> **Directions for this task**
Whenever a line below includes the string "blurred", show it.

> **Records for the task**
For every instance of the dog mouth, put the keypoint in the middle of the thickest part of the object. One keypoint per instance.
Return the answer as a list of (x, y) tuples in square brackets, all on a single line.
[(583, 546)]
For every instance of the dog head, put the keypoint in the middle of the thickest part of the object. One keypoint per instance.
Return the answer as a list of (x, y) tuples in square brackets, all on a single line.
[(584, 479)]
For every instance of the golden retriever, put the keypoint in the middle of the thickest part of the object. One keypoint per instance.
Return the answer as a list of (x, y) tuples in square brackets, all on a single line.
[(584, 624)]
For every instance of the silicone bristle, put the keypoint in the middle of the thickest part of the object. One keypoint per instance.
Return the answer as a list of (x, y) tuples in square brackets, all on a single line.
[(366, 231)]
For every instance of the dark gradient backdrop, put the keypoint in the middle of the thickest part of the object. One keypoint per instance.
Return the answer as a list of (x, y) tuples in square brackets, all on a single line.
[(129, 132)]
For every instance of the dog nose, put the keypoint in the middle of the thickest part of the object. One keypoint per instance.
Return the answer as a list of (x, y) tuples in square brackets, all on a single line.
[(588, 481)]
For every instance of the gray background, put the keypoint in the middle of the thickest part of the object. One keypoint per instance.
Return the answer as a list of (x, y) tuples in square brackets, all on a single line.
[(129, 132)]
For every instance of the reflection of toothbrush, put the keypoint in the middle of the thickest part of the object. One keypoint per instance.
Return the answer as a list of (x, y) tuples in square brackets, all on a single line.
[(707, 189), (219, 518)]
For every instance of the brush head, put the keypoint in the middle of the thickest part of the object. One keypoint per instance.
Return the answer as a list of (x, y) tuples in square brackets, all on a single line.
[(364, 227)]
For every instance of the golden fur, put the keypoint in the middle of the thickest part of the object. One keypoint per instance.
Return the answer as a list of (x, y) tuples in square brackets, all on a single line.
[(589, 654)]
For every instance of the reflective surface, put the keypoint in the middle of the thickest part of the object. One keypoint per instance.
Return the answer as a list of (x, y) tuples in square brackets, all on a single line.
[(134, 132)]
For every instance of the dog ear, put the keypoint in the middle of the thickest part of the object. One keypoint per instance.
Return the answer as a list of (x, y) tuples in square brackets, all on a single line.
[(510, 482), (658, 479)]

==

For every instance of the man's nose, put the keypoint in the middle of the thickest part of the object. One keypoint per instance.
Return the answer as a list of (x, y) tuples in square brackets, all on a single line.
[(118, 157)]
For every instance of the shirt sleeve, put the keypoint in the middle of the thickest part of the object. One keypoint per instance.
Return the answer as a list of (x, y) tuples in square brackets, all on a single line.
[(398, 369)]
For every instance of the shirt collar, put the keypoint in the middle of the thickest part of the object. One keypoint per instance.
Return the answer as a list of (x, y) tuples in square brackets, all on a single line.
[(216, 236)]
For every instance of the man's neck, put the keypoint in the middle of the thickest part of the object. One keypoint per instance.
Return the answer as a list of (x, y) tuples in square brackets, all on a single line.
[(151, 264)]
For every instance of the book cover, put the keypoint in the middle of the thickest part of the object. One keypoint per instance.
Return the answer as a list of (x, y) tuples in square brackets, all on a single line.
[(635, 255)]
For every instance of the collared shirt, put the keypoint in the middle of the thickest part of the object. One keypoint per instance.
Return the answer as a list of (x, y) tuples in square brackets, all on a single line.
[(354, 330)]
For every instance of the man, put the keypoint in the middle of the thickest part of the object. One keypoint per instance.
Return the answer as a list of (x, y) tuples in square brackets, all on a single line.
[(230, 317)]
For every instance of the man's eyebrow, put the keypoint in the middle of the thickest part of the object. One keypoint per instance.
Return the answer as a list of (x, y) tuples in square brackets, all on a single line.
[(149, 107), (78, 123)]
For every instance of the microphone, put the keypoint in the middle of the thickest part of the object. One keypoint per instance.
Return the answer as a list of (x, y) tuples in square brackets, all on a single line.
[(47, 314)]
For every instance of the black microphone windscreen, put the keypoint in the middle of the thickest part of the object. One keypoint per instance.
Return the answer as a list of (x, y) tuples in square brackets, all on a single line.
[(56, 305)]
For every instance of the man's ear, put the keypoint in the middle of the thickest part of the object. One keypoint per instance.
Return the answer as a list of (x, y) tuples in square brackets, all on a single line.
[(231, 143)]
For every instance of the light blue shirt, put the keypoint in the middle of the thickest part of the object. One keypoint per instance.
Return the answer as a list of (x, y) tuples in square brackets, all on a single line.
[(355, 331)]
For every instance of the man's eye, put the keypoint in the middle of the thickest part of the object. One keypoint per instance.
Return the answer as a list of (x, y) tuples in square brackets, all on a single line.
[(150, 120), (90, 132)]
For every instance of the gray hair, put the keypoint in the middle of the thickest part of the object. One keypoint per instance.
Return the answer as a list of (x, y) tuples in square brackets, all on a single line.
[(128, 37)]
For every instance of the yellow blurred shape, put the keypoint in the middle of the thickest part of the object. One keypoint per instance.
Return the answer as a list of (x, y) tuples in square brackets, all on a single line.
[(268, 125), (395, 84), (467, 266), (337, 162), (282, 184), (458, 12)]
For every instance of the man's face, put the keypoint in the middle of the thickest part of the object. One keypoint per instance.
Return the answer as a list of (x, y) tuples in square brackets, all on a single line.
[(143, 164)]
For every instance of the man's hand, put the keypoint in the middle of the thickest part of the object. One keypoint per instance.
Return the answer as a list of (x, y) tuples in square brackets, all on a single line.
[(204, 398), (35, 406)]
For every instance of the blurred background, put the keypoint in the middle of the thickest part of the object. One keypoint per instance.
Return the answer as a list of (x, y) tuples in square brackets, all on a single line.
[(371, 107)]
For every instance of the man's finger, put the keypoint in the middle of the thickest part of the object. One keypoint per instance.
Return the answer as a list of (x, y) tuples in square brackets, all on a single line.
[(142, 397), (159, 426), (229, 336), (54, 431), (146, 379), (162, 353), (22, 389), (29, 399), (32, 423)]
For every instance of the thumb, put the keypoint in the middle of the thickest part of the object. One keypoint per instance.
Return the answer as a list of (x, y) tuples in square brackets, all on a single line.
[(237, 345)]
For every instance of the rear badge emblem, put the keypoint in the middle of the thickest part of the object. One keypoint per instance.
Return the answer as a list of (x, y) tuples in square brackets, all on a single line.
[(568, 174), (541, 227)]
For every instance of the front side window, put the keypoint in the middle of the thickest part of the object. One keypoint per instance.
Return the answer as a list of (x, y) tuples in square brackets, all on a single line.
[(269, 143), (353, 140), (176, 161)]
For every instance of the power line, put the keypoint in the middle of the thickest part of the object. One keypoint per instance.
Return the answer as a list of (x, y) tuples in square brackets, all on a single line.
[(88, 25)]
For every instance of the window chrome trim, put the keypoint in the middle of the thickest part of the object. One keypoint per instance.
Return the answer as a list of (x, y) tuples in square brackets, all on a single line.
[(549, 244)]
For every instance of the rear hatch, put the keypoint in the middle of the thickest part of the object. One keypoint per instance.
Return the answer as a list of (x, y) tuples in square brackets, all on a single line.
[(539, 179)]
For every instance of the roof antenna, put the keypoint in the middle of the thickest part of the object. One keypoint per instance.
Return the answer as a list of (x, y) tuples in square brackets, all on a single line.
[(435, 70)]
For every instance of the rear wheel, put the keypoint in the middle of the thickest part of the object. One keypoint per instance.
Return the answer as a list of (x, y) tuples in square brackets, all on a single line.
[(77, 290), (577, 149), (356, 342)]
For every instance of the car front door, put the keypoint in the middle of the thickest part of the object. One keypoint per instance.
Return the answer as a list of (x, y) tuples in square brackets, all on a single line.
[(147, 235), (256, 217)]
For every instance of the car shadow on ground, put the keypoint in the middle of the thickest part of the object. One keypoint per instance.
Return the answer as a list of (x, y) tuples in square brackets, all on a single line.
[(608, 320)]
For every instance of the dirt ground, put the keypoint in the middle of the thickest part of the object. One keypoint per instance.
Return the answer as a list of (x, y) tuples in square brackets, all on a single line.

> **Result for this task**
For every instance of the yellow blurred shape, put the keypoint in the middle of the thickest part of the object. One keypoint per instance.
For every instance of the blurred background, put the keypoint in the middle of the thickest part of the object. One keypoint per instance.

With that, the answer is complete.